• GOAL:
Rescale the items from the start of the records through the line containing "<point>115,80</point>", inclusive. Reproduce every line with the requests included, multiplying each answer coordinate by 1.55 and rounding to whole numbers with halves rounded up, while leaving the requests and their format samples unchanged.

Coordinate annotation items:
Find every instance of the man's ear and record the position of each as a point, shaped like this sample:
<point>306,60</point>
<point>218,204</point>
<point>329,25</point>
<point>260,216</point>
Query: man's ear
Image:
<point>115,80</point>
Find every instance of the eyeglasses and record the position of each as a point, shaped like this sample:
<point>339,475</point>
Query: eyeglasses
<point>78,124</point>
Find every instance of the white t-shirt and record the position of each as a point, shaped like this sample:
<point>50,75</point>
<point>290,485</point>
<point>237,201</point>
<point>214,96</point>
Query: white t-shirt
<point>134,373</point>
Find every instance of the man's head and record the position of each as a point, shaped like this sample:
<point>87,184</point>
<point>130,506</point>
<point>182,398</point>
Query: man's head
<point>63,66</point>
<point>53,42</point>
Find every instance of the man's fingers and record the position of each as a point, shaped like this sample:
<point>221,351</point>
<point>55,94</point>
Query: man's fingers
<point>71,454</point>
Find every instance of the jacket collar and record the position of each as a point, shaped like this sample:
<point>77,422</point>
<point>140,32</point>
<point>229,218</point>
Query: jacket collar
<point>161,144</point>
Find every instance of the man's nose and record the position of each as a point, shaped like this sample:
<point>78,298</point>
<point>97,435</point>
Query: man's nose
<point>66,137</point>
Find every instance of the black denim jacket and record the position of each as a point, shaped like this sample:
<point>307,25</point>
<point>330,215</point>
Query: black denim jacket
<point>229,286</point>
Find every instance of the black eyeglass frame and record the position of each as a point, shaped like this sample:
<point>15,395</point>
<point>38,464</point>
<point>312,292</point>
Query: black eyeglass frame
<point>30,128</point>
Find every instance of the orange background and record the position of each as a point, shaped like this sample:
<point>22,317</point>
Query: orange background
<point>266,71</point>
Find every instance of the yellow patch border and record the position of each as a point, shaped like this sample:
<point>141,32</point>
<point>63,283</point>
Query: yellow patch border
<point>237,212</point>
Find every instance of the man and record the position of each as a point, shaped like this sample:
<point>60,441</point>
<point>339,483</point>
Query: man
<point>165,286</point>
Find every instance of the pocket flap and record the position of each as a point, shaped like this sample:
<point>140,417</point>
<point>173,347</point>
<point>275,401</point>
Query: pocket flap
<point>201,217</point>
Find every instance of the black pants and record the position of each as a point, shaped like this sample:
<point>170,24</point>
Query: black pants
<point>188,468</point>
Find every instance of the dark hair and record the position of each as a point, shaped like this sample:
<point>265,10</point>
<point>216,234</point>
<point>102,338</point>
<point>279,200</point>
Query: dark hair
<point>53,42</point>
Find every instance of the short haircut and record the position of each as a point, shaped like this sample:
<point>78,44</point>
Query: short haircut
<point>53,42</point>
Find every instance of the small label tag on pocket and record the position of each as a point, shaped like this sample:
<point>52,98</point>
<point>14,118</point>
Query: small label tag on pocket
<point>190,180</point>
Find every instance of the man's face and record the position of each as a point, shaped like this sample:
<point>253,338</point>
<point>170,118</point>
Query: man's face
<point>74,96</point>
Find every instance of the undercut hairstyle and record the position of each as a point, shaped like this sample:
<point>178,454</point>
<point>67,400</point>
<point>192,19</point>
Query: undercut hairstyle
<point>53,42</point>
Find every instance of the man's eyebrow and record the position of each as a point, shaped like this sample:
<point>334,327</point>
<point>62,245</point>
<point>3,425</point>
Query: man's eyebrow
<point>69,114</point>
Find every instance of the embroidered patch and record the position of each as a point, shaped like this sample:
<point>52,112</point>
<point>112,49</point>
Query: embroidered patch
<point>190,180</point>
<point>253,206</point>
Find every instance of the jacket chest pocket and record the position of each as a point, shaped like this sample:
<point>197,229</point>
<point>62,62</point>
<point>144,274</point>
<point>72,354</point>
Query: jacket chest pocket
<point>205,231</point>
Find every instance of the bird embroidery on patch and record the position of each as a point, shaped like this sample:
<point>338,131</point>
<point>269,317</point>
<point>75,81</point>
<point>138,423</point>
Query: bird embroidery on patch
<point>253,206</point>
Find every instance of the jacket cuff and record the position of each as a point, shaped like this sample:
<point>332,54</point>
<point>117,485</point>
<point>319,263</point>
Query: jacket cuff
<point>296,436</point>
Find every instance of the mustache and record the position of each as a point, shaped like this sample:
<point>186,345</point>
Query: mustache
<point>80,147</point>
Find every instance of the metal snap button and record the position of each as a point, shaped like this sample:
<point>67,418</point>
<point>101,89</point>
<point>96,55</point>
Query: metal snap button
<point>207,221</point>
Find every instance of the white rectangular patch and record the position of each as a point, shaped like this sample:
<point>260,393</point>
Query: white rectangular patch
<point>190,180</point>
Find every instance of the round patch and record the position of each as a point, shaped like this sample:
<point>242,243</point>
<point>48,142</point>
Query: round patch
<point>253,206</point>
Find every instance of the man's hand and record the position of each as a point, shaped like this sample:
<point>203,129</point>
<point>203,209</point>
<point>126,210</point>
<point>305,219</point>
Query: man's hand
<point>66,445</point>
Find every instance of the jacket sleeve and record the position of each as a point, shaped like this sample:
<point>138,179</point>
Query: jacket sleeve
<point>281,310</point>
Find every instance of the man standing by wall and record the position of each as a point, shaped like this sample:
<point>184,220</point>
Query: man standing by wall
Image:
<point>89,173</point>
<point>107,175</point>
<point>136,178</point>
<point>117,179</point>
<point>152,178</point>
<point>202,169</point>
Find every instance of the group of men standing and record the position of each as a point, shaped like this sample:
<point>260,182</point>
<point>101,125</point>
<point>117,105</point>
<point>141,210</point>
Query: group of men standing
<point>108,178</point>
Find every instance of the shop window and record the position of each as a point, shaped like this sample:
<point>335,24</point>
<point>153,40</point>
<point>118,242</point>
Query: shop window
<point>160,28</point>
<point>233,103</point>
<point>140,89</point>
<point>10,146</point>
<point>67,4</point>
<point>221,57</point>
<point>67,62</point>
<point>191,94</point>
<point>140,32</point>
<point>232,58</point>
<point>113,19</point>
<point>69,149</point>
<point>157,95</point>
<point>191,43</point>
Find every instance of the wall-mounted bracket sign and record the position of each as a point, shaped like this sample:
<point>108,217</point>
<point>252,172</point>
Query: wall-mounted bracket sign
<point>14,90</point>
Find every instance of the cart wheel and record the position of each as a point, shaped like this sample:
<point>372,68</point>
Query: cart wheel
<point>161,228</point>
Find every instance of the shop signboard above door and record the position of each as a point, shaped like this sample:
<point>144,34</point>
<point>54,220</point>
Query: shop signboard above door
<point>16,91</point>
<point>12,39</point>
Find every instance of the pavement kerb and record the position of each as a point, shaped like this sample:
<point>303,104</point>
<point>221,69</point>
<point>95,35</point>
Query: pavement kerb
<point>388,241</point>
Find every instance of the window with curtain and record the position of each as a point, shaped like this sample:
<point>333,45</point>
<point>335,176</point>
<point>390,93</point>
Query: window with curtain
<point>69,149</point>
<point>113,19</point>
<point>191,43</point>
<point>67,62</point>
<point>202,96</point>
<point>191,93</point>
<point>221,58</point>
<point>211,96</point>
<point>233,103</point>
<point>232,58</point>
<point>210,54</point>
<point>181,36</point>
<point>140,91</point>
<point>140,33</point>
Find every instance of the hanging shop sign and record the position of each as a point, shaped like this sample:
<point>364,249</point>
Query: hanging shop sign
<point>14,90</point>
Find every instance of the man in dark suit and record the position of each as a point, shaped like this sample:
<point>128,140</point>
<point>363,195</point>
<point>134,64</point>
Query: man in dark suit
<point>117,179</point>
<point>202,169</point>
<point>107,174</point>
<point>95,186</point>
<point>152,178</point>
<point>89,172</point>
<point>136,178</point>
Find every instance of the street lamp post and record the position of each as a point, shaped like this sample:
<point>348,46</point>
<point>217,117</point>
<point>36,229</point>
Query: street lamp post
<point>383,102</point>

• EXERCISE RESPONSE:
Find every instance of the man's ear and record the position of each as a point, shaped like this sample:
<point>306,60</point>
<point>218,204</point>
<point>329,25</point>
<point>260,216</point>
Query: man's ear
Image:
<point>178,124</point>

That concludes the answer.